STATED EXERCISE:
Reproduce the entries from the line with "Mark one point on every instance of the blue surgical" up to and including the line with "x=122 y=115", swapping "laid out like" for "formatted as" and leaving everything else unchanged.

DATA SHOWN:
★ ★ ★ ★
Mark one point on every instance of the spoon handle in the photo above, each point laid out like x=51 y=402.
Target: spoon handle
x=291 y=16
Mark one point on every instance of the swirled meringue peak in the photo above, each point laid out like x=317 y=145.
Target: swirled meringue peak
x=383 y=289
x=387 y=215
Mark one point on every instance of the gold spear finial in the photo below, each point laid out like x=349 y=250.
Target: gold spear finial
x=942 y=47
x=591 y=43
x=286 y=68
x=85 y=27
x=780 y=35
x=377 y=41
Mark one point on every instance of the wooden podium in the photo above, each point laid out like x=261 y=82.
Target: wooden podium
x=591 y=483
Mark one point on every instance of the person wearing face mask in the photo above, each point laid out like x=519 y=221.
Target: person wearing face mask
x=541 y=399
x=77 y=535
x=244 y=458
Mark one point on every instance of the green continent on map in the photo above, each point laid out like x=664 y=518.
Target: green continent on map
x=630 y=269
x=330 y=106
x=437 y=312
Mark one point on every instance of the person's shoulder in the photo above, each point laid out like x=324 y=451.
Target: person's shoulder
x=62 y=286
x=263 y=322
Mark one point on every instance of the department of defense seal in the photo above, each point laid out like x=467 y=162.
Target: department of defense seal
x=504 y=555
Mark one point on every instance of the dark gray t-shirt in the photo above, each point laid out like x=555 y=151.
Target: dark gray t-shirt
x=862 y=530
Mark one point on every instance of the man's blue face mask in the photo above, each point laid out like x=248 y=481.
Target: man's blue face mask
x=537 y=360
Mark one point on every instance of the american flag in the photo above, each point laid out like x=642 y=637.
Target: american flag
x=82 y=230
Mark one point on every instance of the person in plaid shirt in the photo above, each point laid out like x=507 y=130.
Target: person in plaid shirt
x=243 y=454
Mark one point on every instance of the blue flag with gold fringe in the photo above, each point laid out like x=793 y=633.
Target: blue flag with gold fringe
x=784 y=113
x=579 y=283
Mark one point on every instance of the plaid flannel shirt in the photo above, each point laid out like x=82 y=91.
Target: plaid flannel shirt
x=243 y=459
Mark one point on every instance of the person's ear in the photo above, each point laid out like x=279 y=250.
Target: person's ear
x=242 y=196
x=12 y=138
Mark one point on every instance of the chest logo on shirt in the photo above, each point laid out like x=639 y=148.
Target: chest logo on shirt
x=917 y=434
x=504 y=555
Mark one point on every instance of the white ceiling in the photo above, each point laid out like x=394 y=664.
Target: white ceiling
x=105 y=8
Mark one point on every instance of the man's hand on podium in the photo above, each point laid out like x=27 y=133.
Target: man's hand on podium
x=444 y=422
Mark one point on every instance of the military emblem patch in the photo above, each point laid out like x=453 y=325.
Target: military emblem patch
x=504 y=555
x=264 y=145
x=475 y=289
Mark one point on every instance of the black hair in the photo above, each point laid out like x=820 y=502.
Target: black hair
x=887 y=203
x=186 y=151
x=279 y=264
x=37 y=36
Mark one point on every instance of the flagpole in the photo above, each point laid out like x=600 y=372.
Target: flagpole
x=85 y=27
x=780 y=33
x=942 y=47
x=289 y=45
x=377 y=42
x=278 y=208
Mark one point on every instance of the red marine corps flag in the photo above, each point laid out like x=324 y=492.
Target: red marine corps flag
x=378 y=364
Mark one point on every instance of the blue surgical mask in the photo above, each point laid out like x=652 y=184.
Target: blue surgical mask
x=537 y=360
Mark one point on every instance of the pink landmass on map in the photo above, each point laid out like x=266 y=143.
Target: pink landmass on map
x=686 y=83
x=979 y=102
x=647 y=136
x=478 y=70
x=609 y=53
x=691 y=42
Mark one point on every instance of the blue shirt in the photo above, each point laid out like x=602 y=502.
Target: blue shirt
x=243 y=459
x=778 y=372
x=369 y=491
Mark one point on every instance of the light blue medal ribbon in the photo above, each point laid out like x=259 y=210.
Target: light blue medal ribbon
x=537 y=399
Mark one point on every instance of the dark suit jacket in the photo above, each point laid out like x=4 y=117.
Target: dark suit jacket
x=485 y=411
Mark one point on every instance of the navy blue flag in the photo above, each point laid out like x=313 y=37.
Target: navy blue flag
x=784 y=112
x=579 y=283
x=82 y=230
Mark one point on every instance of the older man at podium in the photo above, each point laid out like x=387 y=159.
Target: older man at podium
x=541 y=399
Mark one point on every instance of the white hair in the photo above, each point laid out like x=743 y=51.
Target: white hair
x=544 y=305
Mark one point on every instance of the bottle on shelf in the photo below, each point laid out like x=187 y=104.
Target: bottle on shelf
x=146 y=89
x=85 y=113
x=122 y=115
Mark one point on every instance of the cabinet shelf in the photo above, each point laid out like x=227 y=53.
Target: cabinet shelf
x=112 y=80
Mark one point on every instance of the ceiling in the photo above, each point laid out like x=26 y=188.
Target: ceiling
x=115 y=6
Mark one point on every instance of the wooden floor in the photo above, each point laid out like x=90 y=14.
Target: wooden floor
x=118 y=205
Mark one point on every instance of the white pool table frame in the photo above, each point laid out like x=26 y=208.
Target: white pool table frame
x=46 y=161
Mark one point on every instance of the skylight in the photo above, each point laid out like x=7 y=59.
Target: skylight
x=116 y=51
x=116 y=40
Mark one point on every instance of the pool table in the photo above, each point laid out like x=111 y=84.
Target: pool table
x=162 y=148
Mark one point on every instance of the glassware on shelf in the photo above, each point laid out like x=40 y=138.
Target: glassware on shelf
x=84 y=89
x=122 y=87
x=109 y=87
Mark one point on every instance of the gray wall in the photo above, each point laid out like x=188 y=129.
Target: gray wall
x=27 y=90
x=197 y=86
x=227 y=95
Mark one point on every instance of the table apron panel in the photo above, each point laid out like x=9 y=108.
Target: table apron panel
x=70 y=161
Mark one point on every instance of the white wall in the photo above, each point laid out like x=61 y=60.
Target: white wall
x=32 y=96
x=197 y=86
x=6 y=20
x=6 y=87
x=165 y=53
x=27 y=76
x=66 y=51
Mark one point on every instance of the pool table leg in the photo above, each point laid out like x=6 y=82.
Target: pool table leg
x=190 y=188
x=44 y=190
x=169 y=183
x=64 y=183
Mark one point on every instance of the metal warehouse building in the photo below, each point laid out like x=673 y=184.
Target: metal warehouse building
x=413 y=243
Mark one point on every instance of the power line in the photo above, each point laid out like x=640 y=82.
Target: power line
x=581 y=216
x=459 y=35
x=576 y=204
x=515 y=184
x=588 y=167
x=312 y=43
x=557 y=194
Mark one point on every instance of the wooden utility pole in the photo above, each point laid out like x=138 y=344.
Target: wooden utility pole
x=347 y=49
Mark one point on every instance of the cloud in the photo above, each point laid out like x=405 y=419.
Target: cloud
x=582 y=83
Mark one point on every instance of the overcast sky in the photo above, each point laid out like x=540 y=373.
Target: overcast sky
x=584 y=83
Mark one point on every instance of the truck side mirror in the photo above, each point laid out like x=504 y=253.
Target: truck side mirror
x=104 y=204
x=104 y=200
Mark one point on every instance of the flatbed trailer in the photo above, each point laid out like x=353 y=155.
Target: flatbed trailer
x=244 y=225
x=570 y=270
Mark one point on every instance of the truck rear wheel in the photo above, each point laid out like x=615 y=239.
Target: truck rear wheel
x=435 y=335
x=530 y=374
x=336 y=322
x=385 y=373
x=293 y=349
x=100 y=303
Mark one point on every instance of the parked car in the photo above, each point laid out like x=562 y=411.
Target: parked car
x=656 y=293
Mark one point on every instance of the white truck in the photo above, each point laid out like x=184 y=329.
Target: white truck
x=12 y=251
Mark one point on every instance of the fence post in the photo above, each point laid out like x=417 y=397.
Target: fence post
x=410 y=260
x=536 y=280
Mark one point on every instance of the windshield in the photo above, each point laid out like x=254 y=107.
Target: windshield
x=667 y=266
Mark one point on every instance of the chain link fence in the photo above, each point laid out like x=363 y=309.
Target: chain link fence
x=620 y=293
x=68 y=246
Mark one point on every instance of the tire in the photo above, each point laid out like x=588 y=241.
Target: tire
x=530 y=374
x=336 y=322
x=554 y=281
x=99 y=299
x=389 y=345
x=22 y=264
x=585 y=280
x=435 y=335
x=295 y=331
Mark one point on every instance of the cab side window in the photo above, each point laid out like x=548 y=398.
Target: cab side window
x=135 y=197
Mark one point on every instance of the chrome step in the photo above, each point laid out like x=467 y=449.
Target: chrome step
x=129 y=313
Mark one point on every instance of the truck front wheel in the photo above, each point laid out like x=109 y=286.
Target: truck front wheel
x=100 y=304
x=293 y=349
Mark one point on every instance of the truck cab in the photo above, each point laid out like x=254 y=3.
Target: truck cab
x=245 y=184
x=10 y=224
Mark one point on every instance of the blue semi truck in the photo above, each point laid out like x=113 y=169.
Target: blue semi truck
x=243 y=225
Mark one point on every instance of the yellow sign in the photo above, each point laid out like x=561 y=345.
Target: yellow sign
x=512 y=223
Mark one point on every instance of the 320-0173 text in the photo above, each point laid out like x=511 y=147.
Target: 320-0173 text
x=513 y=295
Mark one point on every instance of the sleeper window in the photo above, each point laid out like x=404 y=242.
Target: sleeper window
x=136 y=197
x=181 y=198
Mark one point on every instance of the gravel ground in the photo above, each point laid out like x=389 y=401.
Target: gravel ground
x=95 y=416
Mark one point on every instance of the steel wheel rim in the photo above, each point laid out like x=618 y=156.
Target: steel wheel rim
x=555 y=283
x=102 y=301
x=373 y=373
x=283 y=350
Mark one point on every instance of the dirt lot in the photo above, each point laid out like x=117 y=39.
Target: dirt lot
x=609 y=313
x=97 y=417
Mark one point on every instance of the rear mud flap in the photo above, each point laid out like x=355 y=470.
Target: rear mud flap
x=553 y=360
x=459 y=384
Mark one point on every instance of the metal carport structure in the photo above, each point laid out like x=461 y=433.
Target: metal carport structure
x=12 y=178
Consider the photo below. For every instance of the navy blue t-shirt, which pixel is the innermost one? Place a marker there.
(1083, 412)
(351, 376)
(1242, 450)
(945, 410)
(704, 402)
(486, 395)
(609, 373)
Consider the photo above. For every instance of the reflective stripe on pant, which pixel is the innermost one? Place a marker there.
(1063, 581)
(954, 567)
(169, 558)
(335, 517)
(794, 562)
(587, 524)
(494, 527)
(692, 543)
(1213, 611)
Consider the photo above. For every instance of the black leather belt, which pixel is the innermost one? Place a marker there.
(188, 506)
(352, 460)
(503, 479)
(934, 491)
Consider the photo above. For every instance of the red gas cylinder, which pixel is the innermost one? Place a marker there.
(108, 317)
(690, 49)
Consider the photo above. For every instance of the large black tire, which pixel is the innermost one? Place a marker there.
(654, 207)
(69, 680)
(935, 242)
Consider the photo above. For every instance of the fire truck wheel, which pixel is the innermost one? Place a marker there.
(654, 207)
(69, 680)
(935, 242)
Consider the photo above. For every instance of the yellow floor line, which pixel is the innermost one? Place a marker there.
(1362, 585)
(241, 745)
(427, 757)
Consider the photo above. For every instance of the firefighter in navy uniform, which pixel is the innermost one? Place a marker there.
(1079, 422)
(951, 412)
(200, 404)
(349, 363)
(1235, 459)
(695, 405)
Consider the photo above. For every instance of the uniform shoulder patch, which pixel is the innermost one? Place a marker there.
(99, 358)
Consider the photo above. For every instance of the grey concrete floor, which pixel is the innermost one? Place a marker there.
★ ★ ★ ★
THE RESULT:
Mark one point on every instance of the blue surgical mask in the photo above, each point formatted as x=652 y=184.
Target: blue surgical mask
x=537 y=360
Mark one point on every instance of the pink landmass on map in the photo above, each point formatted as x=266 y=143.
Target: pink landmass on map
x=686 y=83
x=979 y=102
x=647 y=136
x=478 y=70
x=609 y=53
x=691 y=42
Mark one point on every instance of the blue shirt in the photo above, each point formatted as x=602 y=502.
Target: blue shirt
x=243 y=459
x=778 y=372
x=369 y=491
Mark one point on every instance of the light blue medal ribbon in the photo above, each point formatted as x=259 y=210.
Target: light blue medal ribbon
x=537 y=399
Mark one point on every instance of the dark suit jacket in the photo above, each point formatted as x=4 y=117.
Target: dark suit jacket
x=485 y=411
Mark one point on every instance of the navy blue flag in the photo above, each point formatted as x=313 y=37.
Target: navy blue flag
x=784 y=112
x=579 y=283
x=82 y=230
Mark one point on every instance of the older man at podium in the photo above, each point formatted as x=387 y=159.
Target: older man at podium
x=541 y=399
Mark one point on every instance of the white hair in the photo above, each point formatted as x=743 y=51.
Target: white hair
x=544 y=305
Mark one point on every instance of the bottle on shelf in the photo below, each point formatted as x=187 y=104.
Target: bottle on shelf
x=146 y=89
x=85 y=113
x=122 y=115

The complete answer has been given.